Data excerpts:
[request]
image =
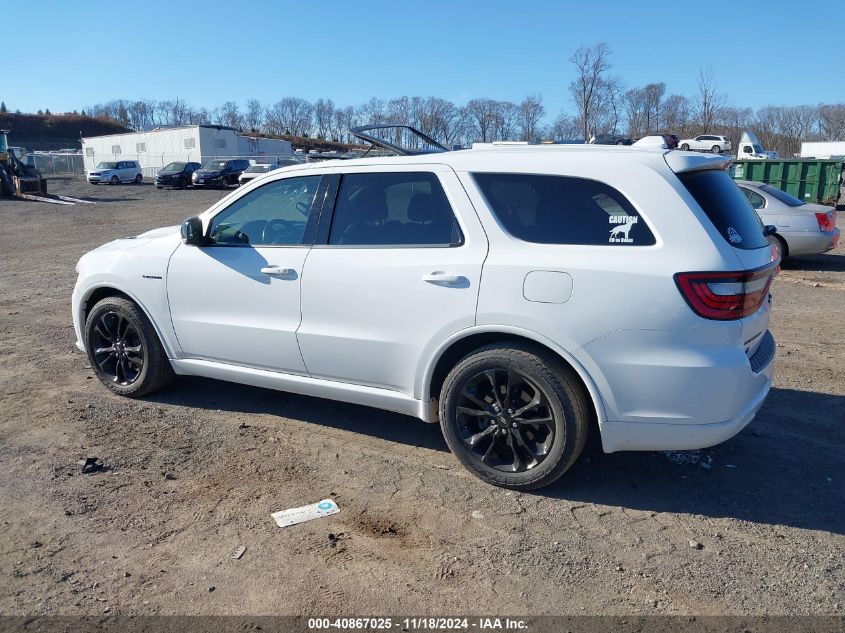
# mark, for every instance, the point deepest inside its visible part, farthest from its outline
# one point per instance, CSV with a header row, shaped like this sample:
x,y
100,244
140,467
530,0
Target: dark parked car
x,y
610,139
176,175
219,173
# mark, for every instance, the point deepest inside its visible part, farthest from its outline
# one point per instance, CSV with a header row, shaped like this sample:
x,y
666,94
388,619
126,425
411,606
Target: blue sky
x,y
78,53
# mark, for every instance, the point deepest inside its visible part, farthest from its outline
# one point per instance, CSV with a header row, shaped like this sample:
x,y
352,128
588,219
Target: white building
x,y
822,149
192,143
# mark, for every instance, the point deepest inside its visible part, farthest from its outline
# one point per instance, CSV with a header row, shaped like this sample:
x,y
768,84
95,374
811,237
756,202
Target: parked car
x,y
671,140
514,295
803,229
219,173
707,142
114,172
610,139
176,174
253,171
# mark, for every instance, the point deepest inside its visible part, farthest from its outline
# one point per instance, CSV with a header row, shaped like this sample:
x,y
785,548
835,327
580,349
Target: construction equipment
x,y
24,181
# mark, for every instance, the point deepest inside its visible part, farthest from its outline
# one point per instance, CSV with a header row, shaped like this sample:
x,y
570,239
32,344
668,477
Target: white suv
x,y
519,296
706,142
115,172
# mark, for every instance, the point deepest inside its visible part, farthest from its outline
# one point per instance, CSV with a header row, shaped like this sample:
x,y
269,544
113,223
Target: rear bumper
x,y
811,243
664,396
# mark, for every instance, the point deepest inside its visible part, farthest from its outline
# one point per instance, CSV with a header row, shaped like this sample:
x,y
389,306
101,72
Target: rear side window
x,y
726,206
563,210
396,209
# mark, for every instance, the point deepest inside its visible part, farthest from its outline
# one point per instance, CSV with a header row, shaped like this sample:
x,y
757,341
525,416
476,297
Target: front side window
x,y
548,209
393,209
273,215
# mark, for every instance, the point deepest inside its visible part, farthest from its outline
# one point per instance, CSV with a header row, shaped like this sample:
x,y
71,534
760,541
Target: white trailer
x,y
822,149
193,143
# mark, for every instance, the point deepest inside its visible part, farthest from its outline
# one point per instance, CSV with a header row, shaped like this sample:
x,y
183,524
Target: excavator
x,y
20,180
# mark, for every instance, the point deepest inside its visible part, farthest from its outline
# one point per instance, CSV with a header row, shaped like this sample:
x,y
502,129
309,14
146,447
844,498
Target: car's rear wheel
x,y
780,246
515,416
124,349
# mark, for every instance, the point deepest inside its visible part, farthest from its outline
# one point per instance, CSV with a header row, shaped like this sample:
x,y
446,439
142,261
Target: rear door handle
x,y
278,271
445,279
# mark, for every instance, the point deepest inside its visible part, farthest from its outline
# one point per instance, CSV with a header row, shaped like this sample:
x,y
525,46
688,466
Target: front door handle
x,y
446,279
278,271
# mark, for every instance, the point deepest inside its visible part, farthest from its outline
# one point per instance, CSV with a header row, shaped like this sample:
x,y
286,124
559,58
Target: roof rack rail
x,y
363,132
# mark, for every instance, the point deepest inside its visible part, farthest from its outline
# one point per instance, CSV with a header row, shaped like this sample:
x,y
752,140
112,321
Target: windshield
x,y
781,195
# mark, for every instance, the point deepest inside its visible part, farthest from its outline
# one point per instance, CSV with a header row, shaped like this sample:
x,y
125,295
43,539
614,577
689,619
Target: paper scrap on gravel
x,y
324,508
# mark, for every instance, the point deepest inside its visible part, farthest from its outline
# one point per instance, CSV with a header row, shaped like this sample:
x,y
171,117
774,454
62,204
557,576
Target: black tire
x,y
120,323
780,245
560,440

= WHAT YOU NEED TO DO =
Your answer should be the lines from the one containing "Target: rear door handle" to the end of the entries above, restated exactly and alone.

= THE COMPLETED TASK =
Target: rear door handle
x,y
278,271
445,279
# mark, for every instance, the point deepest inside its visible part, farthest from its outline
# one point per instance, CSV with a header row, shaped like this sample:
x,y
525,46
688,466
Target: front door handle
x,y
446,279
278,271
# mark, for every instance, the point deepest inside its visible part, farthest from its outline
# one point per instance, CSV with a header row, shaped like this sample:
x,y
286,124
559,58
Target: roof rack rail
x,y
363,132
# mark, for every instance, the point deepest inside its visible part, farthest from its outline
# one point per instance, CSV with a header row, shaped like this sample:
x,y
752,140
112,321
Target: windshield
x,y
781,195
# mark, for every instance, the point deepest inside its visible part, farthest from its outline
# one point per instance, CSV with a header row, shaped like this sample:
x,y
125,295
43,539
614,577
689,619
Target: paper scrap on gravel
x,y
324,508
# mark, for every instance, the point deepest inside its visible part, farthest from its outline
# one point per instance, CSV with a header row, shaped like this sample:
x,y
171,117
774,454
62,204
557,576
Target: black tire
x,y
120,323
780,245
560,440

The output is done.